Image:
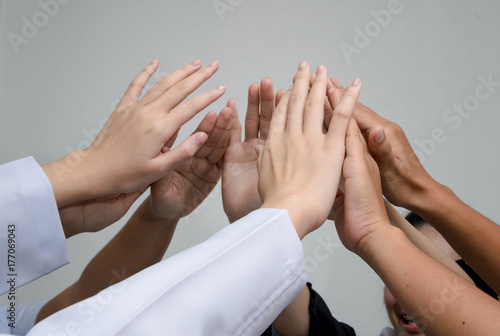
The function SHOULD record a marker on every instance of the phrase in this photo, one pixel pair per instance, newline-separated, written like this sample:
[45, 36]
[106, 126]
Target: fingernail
[379, 136]
[200, 139]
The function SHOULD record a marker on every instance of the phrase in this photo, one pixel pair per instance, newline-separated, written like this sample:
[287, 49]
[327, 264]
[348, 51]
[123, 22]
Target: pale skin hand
[364, 228]
[132, 149]
[150, 229]
[404, 179]
[95, 214]
[300, 164]
[239, 173]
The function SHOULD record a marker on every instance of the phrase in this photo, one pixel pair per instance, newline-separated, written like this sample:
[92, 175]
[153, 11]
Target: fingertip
[377, 135]
[200, 138]
[266, 81]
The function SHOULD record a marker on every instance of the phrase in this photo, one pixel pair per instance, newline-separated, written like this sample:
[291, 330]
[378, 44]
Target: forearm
[192, 293]
[294, 320]
[141, 243]
[423, 243]
[475, 238]
[439, 301]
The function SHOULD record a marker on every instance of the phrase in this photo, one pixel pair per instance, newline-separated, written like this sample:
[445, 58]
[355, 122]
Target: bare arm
[443, 302]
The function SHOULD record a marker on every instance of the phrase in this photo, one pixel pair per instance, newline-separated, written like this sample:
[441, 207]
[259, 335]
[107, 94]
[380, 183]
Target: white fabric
[28, 207]
[235, 283]
[25, 318]
[388, 332]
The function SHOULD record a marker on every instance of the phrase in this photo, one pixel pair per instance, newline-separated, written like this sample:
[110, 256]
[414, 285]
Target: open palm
[186, 187]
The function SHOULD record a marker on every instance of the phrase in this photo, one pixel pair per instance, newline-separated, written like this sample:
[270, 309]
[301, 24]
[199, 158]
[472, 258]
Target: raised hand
[405, 182]
[301, 165]
[130, 152]
[184, 188]
[359, 209]
[95, 214]
[239, 173]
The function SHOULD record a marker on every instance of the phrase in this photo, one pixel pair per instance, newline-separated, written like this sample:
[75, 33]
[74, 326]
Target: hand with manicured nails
[133, 148]
[239, 174]
[404, 179]
[186, 187]
[358, 210]
[301, 165]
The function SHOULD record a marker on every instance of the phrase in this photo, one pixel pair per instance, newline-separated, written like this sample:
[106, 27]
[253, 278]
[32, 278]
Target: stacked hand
[404, 180]
[301, 165]
[96, 187]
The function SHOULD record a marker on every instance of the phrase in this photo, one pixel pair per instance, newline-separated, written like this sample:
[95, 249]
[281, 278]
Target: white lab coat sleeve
[235, 283]
[20, 321]
[32, 241]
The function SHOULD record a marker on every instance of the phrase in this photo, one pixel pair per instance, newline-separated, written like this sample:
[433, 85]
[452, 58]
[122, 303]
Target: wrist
[432, 199]
[150, 217]
[69, 181]
[378, 240]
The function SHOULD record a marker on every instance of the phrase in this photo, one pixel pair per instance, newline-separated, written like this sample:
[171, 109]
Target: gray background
[67, 78]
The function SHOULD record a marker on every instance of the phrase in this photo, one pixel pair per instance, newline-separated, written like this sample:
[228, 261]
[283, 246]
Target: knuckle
[341, 114]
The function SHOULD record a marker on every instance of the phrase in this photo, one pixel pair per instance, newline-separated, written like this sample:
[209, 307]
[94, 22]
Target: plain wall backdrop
[59, 81]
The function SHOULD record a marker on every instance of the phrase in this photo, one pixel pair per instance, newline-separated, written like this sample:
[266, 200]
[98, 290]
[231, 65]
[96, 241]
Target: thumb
[183, 152]
[259, 149]
[380, 146]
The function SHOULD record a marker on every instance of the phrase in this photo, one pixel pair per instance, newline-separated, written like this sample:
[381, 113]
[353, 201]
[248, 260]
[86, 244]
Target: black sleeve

——

▶ What you will do: All the material above should be written out exactly, with images omitted.

▶ Task answer:
Image:
The function SHOULD record a marker on every instance of the phrase in this photo, one pixel pair per instance, newline-separated, written like this sample:
[45, 36]
[106, 126]
Target: fingernail
[379, 136]
[200, 139]
The function SHOULD record a marker on every instance of the phrase in this photo, one pixel pair per instance, newline-separated, written like this sample:
[287, 49]
[327, 264]
[348, 51]
[123, 22]
Target: pale skin hand
[364, 228]
[132, 149]
[150, 229]
[404, 179]
[95, 214]
[300, 164]
[239, 173]
The function SHOULD record a marker on every instance of the phrase in this photo, one pixel pair per instance, newline-separated, written like this sample:
[92, 175]
[153, 11]
Target: fingertip
[377, 135]
[200, 138]
[266, 81]
The function SHOULD record a marker on every instance of the phrase in this photo, one pixel pair per instance, newline-separated, written like this sample:
[291, 330]
[378, 44]
Target: forearm
[192, 293]
[294, 320]
[141, 243]
[423, 243]
[475, 238]
[439, 301]
The function SHOULD record a marker on every instance of the phrase in this photo, one pixel pair per instance, newline-separated, written like this sample:
[445, 58]
[355, 122]
Target: bare arm
[443, 302]
The function SHOULD record a marker on every instance of the phrase in this photo, one pixel pair per instance, newline-separated, written like this sample:
[441, 207]
[259, 335]
[107, 94]
[380, 183]
Target: white fabric
[28, 207]
[235, 283]
[25, 318]
[388, 332]
The function SHOULD record a marker on every instance of the phrase in this photo, one pixel pair per instance, newline-separated, written like this sample:
[110, 256]
[414, 285]
Target: open palm
[186, 187]
The function SHOULD record a marker on every instance of the phrase in this photo, one pixel pair per instance, newline-separated, written like this sample:
[270, 309]
[301, 24]
[199, 158]
[472, 258]
Target: raised hand
[405, 182]
[301, 165]
[130, 152]
[184, 188]
[359, 209]
[95, 214]
[239, 173]
The function SHOULD record a marker on every instance of the phrase in this photo, one pixel pair per instance, newline-separated, written like this sample:
[75, 33]
[74, 326]
Target: hand with manicured nails
[133, 148]
[239, 174]
[404, 179]
[186, 187]
[358, 210]
[301, 165]
The function SHOULD record a marker on every instance of the phrase in this photo, one pixel pair per instance, newline-separated, written like this sample:
[106, 27]
[253, 278]
[32, 278]
Target: stacked hand
[404, 180]
[301, 165]
[96, 187]
The function SHOULD record a marker on every instance of the phrase in this photo, one pixel pair per instance, newline-separated, written like this sample:
[95, 249]
[281, 278]
Target: white lab coat sleeve
[235, 283]
[20, 321]
[32, 241]
The function SHOULD record a marker on every instance of the phrase in this photo, one pixel pair per instance, newline-separated, written like this sample:
[433, 85]
[452, 58]
[122, 303]
Target: wrist
[432, 199]
[150, 217]
[69, 181]
[378, 240]
The function SHOULD record a marker on every instance of the phrase in this photo, one pixel pair per instance, newline-separated, written like this sample:
[171, 109]
Target: gray background
[67, 78]
The function SHOULD record a marker on every instance of the phrase in this photo, one pixel pair per instance, newline-separated, written like this sample:
[228, 261]
[283, 246]
Target: knuckle
[341, 114]
The function SHOULD record a marker on every instance of the phrase in this photo, one pixel pair per instance, newline-separated, written like this sample:
[209, 307]
[94, 22]
Target: plain wall backdrop
[59, 81]
The function SHOULD record a marker on every instance of the phrase in this photo, one pixel pair per instance, newline-separated, written like this sample:
[266, 200]
[98, 290]
[231, 65]
[96, 241]
Target: thumb
[183, 152]
[259, 149]
[380, 146]
The function SHOULD record a marker on every instance of the phrase in this photo, one pixel pair per instance, newline-separated, written like this sample:
[381, 113]
[353, 201]
[248, 260]
[86, 244]
Target: black sleeve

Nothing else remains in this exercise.